*** Verstrekte gegevens

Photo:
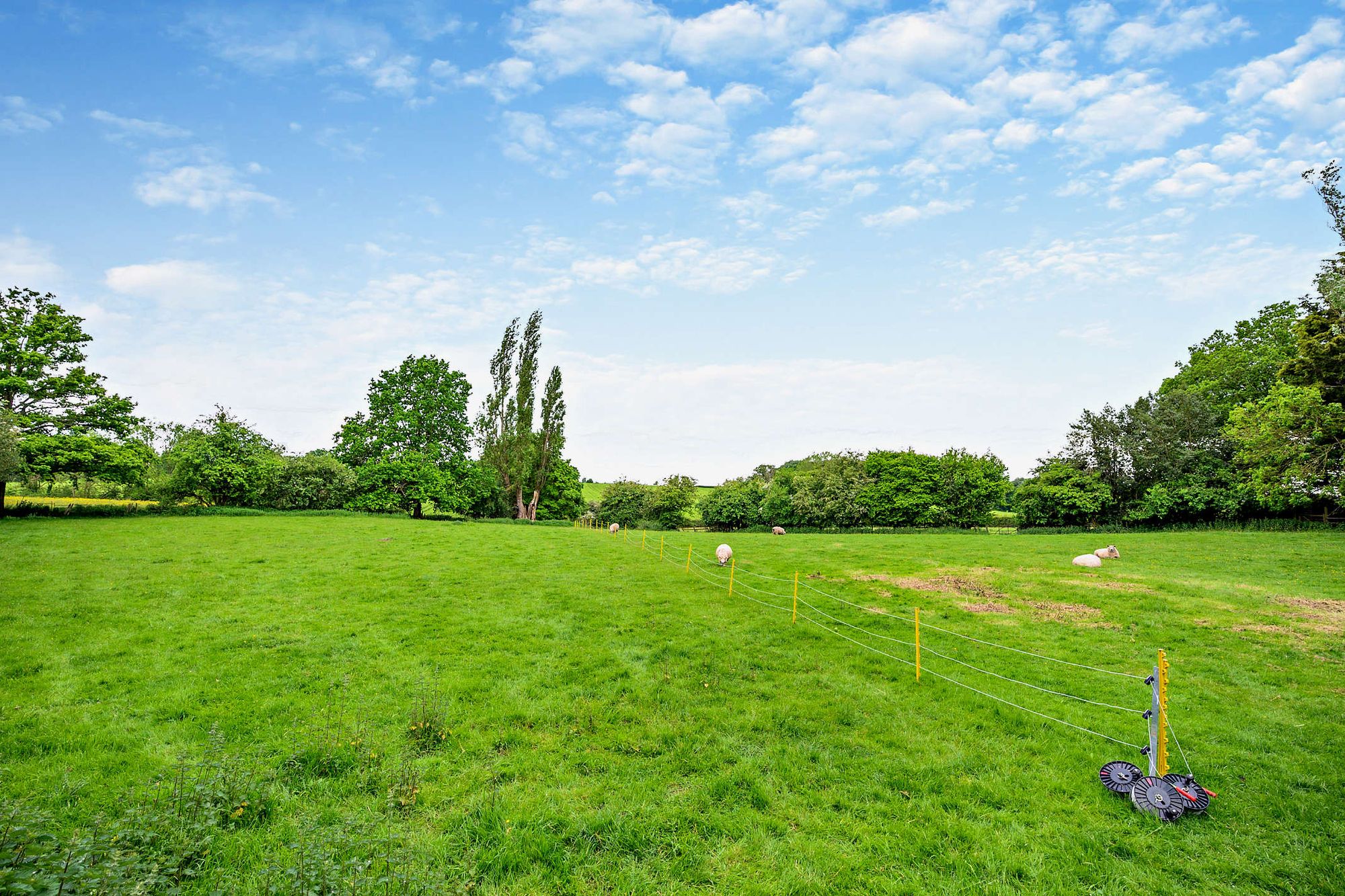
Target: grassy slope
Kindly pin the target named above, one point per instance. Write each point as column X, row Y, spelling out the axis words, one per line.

******
*** Verstrekte gegevens

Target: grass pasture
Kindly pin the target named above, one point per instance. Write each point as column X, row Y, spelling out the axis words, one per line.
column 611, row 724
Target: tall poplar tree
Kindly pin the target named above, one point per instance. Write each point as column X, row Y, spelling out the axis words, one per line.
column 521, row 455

******
*** Verstrekte gegevens

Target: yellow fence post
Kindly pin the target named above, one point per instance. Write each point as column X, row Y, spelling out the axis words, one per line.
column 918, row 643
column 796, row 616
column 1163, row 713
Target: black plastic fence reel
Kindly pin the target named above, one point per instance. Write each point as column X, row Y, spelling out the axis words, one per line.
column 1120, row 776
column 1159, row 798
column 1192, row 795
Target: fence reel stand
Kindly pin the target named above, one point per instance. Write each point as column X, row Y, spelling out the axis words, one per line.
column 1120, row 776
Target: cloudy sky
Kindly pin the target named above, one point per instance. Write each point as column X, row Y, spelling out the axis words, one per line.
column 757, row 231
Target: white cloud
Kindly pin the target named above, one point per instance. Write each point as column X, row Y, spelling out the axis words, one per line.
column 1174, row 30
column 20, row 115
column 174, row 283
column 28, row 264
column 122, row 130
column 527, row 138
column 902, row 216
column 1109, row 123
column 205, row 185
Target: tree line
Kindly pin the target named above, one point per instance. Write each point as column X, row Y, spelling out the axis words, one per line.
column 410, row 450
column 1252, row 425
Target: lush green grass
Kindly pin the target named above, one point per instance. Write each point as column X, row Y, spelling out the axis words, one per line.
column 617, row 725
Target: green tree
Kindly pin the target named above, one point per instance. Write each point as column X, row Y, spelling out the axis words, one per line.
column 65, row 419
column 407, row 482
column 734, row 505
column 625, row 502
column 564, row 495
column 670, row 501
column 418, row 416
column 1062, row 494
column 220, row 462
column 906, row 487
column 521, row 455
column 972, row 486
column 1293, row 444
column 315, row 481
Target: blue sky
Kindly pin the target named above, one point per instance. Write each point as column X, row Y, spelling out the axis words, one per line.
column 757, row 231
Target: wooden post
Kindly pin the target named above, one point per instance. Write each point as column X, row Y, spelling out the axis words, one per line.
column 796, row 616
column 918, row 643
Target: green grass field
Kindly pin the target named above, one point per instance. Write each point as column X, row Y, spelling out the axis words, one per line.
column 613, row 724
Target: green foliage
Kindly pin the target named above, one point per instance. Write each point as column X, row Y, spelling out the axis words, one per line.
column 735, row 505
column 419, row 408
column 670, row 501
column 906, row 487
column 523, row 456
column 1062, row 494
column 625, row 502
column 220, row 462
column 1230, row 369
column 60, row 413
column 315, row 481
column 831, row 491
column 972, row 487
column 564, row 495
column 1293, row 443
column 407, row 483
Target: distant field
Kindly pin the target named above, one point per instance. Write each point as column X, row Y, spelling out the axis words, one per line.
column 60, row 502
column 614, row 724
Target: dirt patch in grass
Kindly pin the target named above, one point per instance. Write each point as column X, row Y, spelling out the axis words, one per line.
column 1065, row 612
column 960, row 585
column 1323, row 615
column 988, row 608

******

# Korte opgave:
Geef de regels uit de gegevens hierboven weer als genummerde lijst, van de regel met "Target: distant field" tot en met de regel met "column 988, row 608". Laat lege regels weg.

# Antwoord:
1. Target: distant field
2. Kindly pin the target named above, one point per instance. Write each point as column X, row Y, spelling out the axis words, one per line.
3. column 60, row 502
4. column 614, row 724
5. Target: dirt patch in grass
6. Kindly pin the target named above, one point per instance. Write each point as column X, row Y, spelling out the axis words, one per line.
7. column 1065, row 612
8. column 960, row 585
9. column 1323, row 615
10. column 988, row 608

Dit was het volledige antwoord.